Instructions to follow: Collect every line of the data below that contains the string "negative", copying each line in full. Matching is case-sensitive.

Exercise materials:
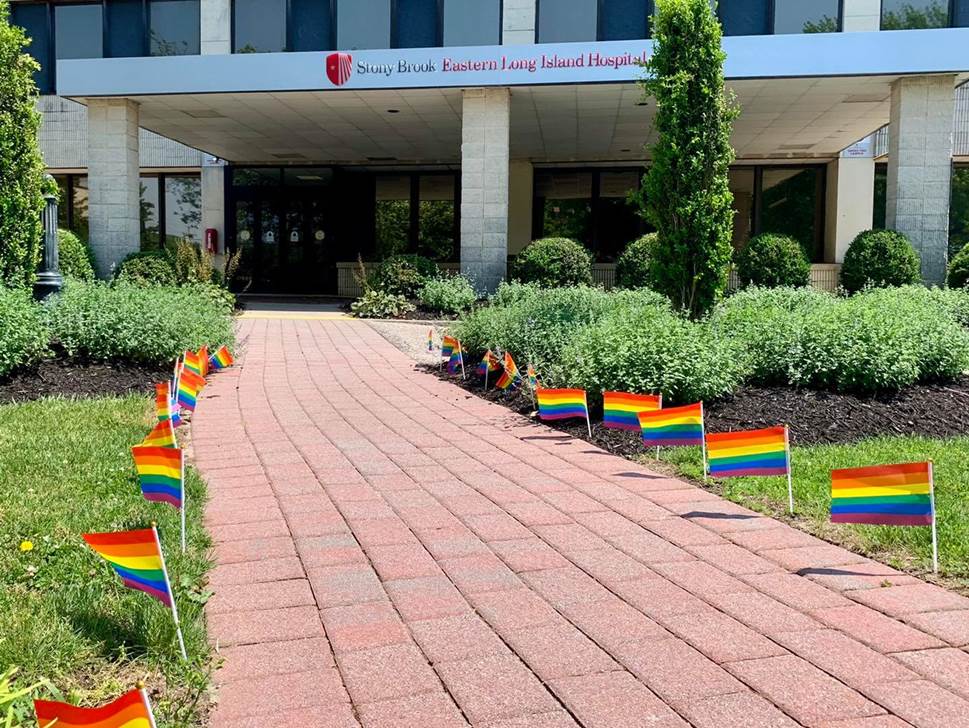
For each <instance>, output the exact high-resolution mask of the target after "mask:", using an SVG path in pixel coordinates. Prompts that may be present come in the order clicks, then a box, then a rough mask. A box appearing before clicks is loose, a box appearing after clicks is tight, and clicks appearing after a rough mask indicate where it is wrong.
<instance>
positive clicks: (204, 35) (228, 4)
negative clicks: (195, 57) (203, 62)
mask: <svg viewBox="0 0 969 728" xmlns="http://www.w3.org/2000/svg"><path fill="white" fill-rule="evenodd" d="M230 4H231V0H202V2H201V11H202V18H201V35H202V37H201V40H202V55H210V54H211V55H219V54H221V55H225V54H228V53H232V11H231V8H230Z"/></svg>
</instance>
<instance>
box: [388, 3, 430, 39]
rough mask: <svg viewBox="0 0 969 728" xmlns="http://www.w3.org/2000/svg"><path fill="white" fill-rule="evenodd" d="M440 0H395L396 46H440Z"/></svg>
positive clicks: (395, 26) (395, 34) (394, 9)
mask: <svg viewBox="0 0 969 728" xmlns="http://www.w3.org/2000/svg"><path fill="white" fill-rule="evenodd" d="M437 2H438V0H395V3H396V4H395V7H394V20H395V22H394V26H395V27H394V48H433V47H434V46H439V45H440V41H439V40H438V27H439V25H440V17H439V15H438V5H437Z"/></svg>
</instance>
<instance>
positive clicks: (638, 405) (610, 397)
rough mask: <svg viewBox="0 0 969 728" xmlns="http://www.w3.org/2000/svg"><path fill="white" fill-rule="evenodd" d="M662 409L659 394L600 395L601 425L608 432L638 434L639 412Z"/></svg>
mask: <svg viewBox="0 0 969 728" xmlns="http://www.w3.org/2000/svg"><path fill="white" fill-rule="evenodd" d="M662 408H663V395H661V394H629V393H628V392H603V393H602V425H603V427H607V428H609V429H610V430H628V431H629V432H639V431H640V430H641V429H642V426H641V425H640V424H639V413H640V412H655V411H656V410H658V409H662Z"/></svg>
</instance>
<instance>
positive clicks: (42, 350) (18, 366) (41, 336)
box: [0, 286, 50, 377]
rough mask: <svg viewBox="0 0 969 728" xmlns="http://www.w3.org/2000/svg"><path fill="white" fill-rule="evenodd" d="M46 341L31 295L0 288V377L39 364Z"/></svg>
mask: <svg viewBox="0 0 969 728" xmlns="http://www.w3.org/2000/svg"><path fill="white" fill-rule="evenodd" d="M49 341H50V332H49V331H48V329H47V326H46V325H45V323H44V319H43V316H42V314H41V310H40V307H39V306H38V305H37V304H36V303H34V301H33V299H32V298H31V296H30V293H29V292H28V291H27V290H25V289H19V288H16V289H10V288H4V287H2V286H0V377H2V376H6V375H7V374H9V373H10V372H12V371H13V370H14V369H17V368H19V367H24V366H29V365H30V364H34V363H36V362H37V361H39V360H40V359H41V358H42V357H43V356H44V355H45V354H46V353H47V344H48V342H49Z"/></svg>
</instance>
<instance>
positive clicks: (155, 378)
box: [0, 359, 172, 404]
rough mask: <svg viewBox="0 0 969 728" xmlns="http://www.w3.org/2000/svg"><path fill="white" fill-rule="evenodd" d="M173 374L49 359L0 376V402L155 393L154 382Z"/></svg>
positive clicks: (129, 365) (76, 361)
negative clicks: (73, 397)
mask: <svg viewBox="0 0 969 728" xmlns="http://www.w3.org/2000/svg"><path fill="white" fill-rule="evenodd" d="M171 374H172V372H171V369H170V368H168V367H154V366H135V365H130V364H92V363H84V362H78V361H73V360H70V359H50V360H47V361H44V362H42V363H41V364H40V365H38V366H36V367H34V368H31V369H25V370H23V371H20V372H17V373H16V374H13V375H12V376H9V377H4V378H0V404H9V403H11V402H28V401H31V400H35V399H42V398H44V397H57V396H62V397H103V396H113V395H117V396H120V395H126V394H131V393H138V394H152V393H154V389H155V383H156V382H162V381H164V380H165V378H166V377H170V376H171Z"/></svg>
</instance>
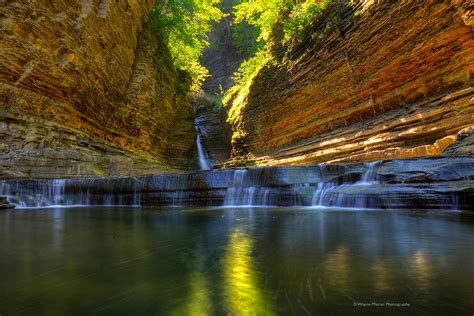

Answer to this problem:
negative clicks: (195, 57) (203, 62)
negative clicks: (73, 397)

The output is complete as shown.